Task to carry out —
Output as a JSON list of strings, one string per line with blank lines omitted, the lines in the entries below between the line holding "Would you be able to indicate the stacked" and the line holding "column 1019, row 747", inclusive.

Supplied records —
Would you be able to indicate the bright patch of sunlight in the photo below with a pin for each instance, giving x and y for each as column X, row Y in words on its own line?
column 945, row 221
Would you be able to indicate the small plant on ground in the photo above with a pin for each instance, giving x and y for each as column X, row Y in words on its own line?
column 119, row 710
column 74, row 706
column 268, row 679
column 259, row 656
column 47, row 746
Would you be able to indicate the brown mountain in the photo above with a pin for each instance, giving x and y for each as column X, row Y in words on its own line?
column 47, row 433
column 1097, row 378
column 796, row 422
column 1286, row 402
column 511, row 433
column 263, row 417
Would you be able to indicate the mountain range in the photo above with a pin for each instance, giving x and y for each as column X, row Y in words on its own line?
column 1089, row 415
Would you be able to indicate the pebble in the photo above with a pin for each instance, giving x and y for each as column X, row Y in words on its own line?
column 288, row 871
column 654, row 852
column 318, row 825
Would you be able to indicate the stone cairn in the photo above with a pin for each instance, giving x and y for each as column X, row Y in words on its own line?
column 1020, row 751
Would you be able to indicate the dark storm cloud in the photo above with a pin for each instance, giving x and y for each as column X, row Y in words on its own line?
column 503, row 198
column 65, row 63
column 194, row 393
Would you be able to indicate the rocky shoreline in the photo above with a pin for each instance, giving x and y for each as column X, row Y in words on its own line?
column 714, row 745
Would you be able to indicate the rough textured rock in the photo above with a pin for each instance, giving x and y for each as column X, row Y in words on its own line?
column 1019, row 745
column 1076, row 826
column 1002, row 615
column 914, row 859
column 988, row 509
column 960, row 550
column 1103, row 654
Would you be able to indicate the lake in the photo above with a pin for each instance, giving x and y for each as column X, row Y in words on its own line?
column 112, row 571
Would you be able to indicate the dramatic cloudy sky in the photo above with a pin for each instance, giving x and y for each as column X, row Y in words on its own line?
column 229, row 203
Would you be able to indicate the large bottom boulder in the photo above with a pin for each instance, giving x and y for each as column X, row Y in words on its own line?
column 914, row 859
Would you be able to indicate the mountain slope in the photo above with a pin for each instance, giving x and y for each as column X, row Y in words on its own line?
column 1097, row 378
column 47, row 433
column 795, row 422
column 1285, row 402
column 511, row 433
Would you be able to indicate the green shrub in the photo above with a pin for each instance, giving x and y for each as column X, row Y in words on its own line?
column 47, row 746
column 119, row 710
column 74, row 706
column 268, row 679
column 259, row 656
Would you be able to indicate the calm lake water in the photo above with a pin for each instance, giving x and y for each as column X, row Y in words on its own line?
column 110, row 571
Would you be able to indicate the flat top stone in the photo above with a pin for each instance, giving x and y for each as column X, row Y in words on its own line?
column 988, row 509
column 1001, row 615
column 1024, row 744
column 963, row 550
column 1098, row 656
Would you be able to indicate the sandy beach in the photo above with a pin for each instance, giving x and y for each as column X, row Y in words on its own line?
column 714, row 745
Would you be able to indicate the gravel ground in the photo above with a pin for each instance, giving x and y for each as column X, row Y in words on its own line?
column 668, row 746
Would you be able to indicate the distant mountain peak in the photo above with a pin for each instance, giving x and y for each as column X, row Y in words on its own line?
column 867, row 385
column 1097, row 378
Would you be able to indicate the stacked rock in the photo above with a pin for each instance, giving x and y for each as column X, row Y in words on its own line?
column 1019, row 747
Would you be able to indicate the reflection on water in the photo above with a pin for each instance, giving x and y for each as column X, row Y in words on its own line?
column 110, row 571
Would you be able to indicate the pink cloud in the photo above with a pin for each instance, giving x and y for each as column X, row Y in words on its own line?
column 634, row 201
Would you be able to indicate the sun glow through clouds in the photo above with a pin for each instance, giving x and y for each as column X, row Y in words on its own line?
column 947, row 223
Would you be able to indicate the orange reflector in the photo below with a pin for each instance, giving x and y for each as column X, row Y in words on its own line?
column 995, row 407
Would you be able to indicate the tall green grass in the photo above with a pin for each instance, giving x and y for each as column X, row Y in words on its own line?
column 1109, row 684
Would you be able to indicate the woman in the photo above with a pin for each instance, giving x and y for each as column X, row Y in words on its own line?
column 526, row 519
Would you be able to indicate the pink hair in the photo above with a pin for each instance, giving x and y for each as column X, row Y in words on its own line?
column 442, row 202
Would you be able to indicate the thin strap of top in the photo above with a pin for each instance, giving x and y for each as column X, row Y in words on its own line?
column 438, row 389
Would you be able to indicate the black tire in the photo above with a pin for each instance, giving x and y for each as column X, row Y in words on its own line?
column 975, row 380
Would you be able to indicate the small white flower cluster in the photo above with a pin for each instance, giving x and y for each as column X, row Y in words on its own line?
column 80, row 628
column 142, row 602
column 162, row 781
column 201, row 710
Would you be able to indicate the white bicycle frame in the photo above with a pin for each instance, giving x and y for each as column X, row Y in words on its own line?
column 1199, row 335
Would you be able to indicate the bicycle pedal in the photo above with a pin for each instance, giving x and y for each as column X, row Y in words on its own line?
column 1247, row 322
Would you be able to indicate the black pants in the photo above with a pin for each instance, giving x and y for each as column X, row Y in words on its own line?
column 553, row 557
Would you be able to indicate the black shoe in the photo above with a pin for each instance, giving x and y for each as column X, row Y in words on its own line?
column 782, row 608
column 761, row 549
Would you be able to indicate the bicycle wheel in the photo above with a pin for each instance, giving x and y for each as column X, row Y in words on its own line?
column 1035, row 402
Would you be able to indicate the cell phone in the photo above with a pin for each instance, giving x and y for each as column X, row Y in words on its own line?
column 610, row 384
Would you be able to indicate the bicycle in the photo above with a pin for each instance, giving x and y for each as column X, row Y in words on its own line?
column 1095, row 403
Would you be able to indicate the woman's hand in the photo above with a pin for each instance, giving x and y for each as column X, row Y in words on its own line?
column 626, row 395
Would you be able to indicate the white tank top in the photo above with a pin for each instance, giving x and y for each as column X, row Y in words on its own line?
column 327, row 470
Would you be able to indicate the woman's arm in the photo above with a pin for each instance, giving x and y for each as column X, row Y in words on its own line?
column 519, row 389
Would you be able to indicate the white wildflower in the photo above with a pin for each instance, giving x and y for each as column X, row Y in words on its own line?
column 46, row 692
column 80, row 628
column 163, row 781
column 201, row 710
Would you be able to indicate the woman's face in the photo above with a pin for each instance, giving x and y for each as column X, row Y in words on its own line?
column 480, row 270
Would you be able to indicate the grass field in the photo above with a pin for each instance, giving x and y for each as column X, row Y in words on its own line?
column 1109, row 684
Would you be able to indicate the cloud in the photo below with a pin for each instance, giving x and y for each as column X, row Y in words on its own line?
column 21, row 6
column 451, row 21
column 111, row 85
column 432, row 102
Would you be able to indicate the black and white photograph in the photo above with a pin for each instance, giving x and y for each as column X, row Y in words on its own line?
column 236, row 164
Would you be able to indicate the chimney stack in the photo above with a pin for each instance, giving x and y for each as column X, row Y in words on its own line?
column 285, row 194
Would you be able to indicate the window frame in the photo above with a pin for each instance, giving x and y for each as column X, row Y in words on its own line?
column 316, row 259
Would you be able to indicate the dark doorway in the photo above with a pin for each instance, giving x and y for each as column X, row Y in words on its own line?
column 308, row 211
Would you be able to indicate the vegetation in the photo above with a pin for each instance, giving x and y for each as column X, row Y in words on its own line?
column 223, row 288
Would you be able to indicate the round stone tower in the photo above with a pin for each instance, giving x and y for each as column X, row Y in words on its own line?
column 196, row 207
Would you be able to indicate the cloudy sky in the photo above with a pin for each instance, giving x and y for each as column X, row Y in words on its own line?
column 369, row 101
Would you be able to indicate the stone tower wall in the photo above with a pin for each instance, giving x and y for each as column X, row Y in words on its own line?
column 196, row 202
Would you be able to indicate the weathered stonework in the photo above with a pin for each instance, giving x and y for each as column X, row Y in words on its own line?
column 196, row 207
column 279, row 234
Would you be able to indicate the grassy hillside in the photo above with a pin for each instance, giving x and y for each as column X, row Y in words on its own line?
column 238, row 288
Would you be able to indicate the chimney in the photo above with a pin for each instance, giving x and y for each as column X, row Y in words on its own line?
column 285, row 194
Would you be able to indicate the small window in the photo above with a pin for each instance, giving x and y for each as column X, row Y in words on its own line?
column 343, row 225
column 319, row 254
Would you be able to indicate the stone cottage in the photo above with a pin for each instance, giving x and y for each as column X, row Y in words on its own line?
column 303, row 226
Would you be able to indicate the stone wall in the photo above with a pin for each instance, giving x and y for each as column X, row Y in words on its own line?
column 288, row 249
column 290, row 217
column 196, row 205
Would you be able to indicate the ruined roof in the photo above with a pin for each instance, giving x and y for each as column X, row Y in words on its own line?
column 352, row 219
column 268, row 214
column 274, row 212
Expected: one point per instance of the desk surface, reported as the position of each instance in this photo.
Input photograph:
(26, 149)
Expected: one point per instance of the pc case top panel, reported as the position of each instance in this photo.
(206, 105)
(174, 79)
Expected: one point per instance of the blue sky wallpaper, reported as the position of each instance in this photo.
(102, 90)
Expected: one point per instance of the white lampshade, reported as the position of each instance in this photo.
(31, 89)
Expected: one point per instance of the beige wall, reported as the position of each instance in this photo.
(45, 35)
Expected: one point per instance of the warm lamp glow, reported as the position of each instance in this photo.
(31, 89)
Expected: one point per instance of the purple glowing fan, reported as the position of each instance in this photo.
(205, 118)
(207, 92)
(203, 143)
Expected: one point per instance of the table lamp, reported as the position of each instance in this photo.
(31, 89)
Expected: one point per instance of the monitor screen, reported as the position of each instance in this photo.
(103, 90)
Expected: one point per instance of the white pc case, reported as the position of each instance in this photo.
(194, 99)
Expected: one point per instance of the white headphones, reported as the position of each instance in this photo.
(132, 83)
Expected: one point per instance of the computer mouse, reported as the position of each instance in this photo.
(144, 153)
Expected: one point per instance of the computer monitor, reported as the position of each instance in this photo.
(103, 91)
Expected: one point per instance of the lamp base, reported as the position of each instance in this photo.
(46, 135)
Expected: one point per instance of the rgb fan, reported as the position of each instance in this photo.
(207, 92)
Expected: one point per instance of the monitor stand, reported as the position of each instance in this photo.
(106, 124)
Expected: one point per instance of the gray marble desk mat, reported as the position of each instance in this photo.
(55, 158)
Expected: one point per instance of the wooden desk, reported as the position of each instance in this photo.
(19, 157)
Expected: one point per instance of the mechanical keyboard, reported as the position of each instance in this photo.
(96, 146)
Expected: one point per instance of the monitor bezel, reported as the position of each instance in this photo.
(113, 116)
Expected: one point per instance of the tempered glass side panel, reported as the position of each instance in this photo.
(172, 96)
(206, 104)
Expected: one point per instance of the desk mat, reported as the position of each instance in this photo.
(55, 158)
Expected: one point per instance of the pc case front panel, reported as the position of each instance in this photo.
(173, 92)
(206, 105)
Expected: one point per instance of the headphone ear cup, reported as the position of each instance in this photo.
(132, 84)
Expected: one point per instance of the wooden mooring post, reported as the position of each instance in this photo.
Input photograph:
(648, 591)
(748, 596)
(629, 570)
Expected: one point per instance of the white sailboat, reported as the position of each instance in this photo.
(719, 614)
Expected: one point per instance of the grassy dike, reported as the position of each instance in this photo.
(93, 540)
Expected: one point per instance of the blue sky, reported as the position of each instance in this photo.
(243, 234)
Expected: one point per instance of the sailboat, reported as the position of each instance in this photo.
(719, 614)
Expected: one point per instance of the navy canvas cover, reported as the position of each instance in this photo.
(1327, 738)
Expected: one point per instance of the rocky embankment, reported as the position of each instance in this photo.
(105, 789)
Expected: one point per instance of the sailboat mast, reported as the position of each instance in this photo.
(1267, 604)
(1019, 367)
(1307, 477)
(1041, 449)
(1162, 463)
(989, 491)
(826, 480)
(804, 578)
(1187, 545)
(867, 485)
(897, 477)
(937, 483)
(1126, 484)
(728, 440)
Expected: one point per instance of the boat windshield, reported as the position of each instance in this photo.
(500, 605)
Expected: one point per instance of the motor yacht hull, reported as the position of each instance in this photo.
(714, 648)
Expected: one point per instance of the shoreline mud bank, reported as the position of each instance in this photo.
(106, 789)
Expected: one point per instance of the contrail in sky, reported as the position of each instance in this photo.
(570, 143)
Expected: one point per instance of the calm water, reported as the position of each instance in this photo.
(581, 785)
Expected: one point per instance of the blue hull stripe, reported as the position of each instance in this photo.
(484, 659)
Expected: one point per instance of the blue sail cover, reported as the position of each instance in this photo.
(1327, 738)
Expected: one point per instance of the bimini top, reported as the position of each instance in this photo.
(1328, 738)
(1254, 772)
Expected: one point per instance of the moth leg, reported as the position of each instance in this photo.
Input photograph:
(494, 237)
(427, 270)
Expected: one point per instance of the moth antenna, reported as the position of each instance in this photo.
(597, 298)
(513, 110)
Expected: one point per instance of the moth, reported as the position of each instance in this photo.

Finished answer —
[
  "Would you be able to indicate the stacked rock in the photo above with a pin for each instance, giving x and y for each as column X, row Y in words on its own line?",
  "column 1019, row 747"
]